(Labeled-object pointing entries)
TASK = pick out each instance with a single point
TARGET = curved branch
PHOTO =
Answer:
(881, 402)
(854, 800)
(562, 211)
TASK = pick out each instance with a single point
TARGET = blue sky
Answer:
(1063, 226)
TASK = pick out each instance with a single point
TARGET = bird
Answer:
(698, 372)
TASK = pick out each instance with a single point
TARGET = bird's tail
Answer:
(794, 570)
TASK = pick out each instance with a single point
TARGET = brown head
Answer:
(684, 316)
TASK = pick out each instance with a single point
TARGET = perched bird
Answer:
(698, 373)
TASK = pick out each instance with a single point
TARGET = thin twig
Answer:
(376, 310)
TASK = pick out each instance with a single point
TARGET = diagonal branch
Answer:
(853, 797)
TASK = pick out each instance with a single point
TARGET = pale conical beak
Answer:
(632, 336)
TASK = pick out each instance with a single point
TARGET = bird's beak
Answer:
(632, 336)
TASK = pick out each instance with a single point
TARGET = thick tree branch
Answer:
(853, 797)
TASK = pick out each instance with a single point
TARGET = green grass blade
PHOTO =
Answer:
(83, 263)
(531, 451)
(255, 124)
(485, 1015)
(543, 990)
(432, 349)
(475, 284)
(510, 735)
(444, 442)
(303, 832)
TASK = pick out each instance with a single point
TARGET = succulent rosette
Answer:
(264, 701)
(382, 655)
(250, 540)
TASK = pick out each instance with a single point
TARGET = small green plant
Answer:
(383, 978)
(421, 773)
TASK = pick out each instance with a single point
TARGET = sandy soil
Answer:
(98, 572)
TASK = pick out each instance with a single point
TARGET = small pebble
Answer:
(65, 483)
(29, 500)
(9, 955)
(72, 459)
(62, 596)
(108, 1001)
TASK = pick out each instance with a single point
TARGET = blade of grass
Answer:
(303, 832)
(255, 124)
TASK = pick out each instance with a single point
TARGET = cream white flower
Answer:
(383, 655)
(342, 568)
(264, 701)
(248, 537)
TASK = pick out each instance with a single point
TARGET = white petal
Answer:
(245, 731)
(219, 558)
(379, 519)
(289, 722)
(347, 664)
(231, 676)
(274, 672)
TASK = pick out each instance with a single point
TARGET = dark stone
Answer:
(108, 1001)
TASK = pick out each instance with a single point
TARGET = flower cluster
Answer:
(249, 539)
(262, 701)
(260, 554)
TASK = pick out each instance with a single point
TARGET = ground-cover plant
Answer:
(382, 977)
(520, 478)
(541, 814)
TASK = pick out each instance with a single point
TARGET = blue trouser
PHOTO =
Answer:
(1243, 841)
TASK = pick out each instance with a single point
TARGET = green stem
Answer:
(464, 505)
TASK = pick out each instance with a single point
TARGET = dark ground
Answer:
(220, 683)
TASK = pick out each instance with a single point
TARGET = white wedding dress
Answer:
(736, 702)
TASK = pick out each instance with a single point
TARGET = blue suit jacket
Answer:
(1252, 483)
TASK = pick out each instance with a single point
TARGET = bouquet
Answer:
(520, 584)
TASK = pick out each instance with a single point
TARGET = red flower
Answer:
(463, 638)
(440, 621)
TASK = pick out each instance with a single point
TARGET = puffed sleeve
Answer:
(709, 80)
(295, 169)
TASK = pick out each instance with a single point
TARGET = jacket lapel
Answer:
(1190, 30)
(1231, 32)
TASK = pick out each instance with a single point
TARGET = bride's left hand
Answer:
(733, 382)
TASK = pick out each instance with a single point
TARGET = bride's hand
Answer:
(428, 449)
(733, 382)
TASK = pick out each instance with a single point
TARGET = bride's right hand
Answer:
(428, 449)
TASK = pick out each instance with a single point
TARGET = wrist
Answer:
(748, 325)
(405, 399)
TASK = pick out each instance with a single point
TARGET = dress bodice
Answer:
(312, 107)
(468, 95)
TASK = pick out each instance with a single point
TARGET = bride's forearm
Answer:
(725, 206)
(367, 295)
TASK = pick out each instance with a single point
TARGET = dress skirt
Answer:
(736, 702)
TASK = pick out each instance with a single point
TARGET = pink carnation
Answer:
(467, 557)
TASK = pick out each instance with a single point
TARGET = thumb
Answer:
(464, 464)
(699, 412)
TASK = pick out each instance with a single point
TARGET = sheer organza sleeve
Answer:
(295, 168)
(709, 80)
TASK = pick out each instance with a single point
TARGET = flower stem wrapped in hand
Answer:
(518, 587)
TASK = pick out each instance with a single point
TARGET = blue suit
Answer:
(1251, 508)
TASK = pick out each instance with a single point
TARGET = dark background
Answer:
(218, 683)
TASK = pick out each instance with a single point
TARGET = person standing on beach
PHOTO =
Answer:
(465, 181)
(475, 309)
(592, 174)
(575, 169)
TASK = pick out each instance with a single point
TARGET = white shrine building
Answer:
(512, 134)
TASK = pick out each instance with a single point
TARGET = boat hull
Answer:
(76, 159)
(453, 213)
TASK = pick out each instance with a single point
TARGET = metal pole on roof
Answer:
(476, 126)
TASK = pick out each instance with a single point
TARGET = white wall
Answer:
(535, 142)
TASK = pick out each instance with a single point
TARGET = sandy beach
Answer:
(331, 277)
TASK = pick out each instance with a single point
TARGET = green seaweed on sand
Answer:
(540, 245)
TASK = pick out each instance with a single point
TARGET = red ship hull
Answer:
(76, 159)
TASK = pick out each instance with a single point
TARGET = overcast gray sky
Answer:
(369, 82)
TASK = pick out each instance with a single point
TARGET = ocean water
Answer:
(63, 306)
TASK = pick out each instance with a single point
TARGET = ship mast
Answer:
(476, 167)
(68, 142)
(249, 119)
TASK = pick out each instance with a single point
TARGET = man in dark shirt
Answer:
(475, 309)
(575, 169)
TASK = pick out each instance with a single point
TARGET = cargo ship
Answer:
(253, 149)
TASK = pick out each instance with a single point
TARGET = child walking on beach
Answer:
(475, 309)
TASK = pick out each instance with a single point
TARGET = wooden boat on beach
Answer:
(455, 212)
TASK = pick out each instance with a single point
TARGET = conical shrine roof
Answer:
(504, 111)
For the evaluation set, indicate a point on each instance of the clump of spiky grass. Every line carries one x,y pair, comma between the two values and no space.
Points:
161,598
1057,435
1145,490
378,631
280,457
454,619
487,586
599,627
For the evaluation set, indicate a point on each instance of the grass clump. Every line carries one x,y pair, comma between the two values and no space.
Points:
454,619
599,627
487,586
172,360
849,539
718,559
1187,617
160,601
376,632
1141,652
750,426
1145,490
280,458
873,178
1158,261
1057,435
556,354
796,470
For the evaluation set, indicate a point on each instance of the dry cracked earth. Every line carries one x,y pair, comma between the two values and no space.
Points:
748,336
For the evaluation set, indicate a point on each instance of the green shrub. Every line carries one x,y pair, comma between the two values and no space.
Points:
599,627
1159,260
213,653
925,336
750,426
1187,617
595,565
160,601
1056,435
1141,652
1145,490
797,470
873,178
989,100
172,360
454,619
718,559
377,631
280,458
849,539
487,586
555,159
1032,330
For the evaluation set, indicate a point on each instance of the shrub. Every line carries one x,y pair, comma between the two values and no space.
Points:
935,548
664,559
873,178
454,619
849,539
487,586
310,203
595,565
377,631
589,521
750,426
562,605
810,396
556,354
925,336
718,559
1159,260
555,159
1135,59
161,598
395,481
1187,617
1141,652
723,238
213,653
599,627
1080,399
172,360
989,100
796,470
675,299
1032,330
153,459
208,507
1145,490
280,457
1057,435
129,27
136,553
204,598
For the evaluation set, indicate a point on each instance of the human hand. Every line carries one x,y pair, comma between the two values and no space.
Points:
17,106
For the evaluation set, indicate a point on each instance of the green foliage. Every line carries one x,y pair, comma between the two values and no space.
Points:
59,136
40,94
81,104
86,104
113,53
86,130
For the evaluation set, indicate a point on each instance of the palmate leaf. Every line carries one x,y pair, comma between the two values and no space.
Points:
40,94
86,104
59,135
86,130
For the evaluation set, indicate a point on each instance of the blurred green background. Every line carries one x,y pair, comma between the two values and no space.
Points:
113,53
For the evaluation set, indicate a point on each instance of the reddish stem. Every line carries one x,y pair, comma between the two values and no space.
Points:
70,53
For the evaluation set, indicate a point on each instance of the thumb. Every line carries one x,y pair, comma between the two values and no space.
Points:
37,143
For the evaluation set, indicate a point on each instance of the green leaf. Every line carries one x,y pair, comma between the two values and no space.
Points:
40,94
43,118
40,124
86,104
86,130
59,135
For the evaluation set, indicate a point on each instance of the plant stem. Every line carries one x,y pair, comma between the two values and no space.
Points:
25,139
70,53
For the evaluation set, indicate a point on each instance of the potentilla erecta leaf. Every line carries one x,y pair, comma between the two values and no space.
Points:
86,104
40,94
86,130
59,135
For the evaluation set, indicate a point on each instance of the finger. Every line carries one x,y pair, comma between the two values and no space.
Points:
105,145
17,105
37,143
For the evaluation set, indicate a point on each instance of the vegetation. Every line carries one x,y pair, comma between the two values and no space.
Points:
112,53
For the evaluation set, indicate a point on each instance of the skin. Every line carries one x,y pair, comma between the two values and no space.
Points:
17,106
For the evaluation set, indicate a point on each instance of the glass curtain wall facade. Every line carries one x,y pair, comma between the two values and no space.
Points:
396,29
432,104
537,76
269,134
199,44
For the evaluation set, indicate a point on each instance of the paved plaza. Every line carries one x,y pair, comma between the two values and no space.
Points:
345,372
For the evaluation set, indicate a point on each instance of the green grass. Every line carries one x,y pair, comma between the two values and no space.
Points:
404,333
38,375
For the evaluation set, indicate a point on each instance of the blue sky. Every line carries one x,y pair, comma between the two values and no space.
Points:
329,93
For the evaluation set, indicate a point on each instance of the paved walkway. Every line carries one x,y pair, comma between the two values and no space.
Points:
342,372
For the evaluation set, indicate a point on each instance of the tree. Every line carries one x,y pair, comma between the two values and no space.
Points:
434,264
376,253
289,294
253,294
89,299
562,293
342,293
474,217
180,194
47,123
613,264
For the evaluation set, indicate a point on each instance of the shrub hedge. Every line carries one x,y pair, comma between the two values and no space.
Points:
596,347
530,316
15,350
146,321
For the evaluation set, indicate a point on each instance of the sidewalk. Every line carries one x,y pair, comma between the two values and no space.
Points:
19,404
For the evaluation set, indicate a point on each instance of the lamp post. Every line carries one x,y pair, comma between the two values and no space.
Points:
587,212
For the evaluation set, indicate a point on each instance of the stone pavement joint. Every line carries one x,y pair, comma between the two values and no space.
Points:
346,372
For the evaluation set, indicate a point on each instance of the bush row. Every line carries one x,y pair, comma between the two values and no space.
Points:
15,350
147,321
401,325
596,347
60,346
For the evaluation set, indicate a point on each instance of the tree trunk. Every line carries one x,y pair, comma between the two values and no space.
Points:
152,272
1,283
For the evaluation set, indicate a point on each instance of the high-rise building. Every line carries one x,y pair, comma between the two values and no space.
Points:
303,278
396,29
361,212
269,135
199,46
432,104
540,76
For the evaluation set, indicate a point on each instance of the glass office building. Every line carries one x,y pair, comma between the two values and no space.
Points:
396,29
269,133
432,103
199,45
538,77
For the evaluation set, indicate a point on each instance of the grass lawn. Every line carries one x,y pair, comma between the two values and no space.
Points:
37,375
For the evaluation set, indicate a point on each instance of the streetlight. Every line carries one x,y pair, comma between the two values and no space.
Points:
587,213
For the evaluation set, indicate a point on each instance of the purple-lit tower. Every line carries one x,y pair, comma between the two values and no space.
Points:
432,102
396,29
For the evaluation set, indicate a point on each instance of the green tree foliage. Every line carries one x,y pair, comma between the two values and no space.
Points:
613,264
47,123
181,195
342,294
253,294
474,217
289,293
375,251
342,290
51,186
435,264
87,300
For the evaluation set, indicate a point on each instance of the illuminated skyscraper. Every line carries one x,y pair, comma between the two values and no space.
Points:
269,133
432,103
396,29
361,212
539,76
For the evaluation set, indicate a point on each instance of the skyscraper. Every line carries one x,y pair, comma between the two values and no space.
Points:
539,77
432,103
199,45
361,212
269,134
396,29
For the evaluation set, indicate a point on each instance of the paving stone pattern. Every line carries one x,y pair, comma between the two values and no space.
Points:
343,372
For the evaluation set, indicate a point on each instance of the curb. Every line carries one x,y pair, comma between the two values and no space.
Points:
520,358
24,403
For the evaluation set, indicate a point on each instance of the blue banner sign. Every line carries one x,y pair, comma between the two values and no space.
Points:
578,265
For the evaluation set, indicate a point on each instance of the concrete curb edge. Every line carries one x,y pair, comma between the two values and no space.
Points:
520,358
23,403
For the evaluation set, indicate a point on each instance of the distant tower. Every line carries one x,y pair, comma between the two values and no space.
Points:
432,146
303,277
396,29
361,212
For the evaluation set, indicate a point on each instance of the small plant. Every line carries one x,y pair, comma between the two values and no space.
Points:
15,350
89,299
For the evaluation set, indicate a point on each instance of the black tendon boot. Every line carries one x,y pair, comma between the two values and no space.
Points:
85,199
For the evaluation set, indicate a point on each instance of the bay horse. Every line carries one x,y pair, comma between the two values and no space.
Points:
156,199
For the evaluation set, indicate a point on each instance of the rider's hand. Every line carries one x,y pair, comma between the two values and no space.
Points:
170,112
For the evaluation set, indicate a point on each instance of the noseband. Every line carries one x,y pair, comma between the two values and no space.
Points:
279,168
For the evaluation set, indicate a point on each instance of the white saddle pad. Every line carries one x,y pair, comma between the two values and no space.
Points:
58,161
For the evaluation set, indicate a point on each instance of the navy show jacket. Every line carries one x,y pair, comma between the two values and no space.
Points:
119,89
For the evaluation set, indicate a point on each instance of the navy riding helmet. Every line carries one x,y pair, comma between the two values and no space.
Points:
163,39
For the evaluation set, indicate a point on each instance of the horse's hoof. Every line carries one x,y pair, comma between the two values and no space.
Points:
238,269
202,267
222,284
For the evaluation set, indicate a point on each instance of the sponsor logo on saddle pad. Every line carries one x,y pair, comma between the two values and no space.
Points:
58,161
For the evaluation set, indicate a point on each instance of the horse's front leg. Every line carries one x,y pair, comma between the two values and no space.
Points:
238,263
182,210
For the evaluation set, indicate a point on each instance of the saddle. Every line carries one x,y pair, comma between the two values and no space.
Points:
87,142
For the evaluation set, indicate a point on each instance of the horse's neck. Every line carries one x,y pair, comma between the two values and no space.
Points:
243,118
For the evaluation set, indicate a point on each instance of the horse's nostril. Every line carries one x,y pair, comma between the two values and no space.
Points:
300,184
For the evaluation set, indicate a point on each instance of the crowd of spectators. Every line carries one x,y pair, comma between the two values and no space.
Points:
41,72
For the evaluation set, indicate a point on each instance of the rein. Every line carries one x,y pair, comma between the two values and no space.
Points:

EXERCISE REQUIREMENTS:
Repeat exactly, and only, the lines of the records above, starting with the line that contains "the horse's nostril." and ending with the final line, both included.

EXERCISE RESPONSE:
For the evaluation set, indicate a point on each instance of the horse's nostril. Every line carries one x,y pair, comma between the two values and no space.
Points:
300,184
For the evaluation set, indicate a point on each instance of the crowd of spectators. Every line carries one x,y pair, comma between the two values and no space.
Points:
41,72
For the evaluation set, indicate a point on each instance of the rein. Every line carries one x,y pair, comma between the two values and no space.
Points:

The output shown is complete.